== Excerpted passage ==
★ ★ ★ ★ ★ ★ ★

Note: Some of the analysis subdirectories containing multiple scripts and/or notebooks contain an additional README providing further instructions.

mosaiks/

This package contains all functions called by the analysis scripts in analysis/ and subfolders therein.

  • diagnostics/: Functions required to conduct the experiments shown in Figure 3, as well as some supplementary figures.
  • plotting/: Functions required for generating figures shown in the main text and Supplementary Materials.
  • solve/: Functions required for training prediction models using ridge regression and k-fold cross-validation.
  • utils/: Basic utility tools and functions used throughout various steps in the analysis.
  • featurization.py: Functions required for featurizing satellite imagery.
  • transforms.py: Helper functions that apply some simple QA/QC on our label data prior to regression.

★ ★ ★ ★ ★ ★ ★

== Information ==
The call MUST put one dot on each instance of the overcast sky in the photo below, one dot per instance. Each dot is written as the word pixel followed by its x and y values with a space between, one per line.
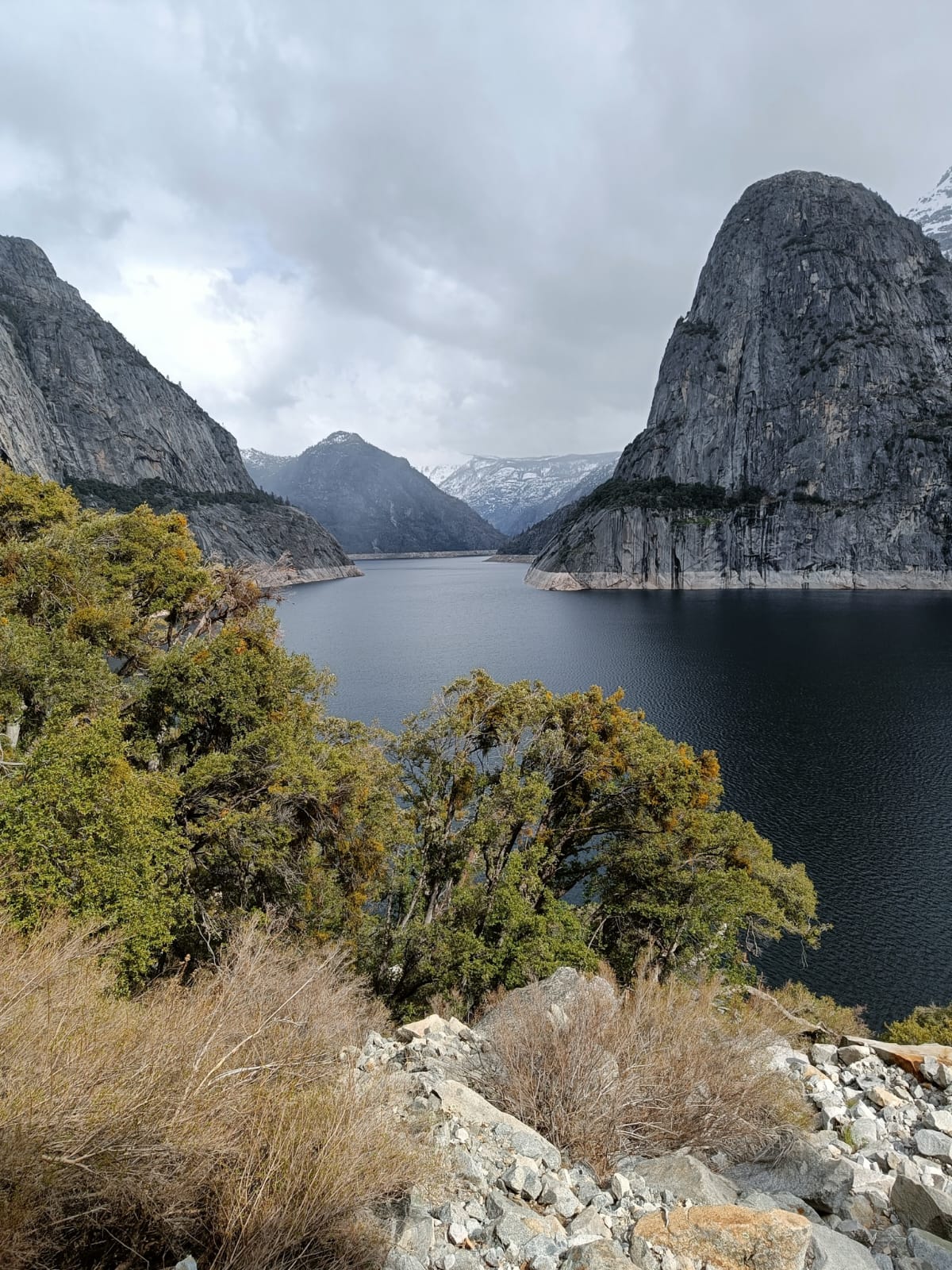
pixel 450 226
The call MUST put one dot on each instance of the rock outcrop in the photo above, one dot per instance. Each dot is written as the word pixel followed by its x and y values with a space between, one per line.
pixel 801 427
pixel 854 1194
pixel 514 493
pixel 935 214
pixel 374 502
pixel 80 406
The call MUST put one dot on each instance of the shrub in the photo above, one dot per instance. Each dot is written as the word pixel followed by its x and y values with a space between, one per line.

★ ★ ★ ★ ★ ★ ★

== Questions to answer ==
(1) In the mosaiks package description, which file holds the functions for featurizing satellite imagery?
(2) From the mosaiks package description, print the part that begins at the words "This package contains" and stops after "and k-fold cross-validation.".
(3) Write the next part of the mosaiks package description, picking up after its final line.

== Numbered responses ==
(1) featurization.py

(2)
This package contains all functions called by the analysis scripts in analysis/ and subfolders therein.

  • diagnostics/: Functions required to conduct the experiments shown in Figure 3, as well as some supplementary figures.
  • plotting/: Functions required for generating figures shown in the main text and Supplementary Materials.
  • solve/: Functions required for training prediction models using ridge regression and k-fold cross-validation.

(3)
  • config.py and config.R: Configuration files. This module contains settings that apply to the entire repository (e.g. file paths), settings that apply to each stage of analysis (e.g. parameters determining the spatial scale of the experiments shown in Figure 3B and C), and settings that apply to each task (e.g. whether to log the outcome variable or not). One exists for Python scripts and one for R scripts.

Use of code and data

Our code can be used, modified, and distributed freely for educational, research, and not-for-profit uses. For all other cases, please contact us. Further details are available in the code license. All data products created through our work that are not covered under upstream licensing agreements are available via a CC BY 4.0 license (see the data license available within the Code Ocean capsule). All upstream data use restrictions take precedence over this license.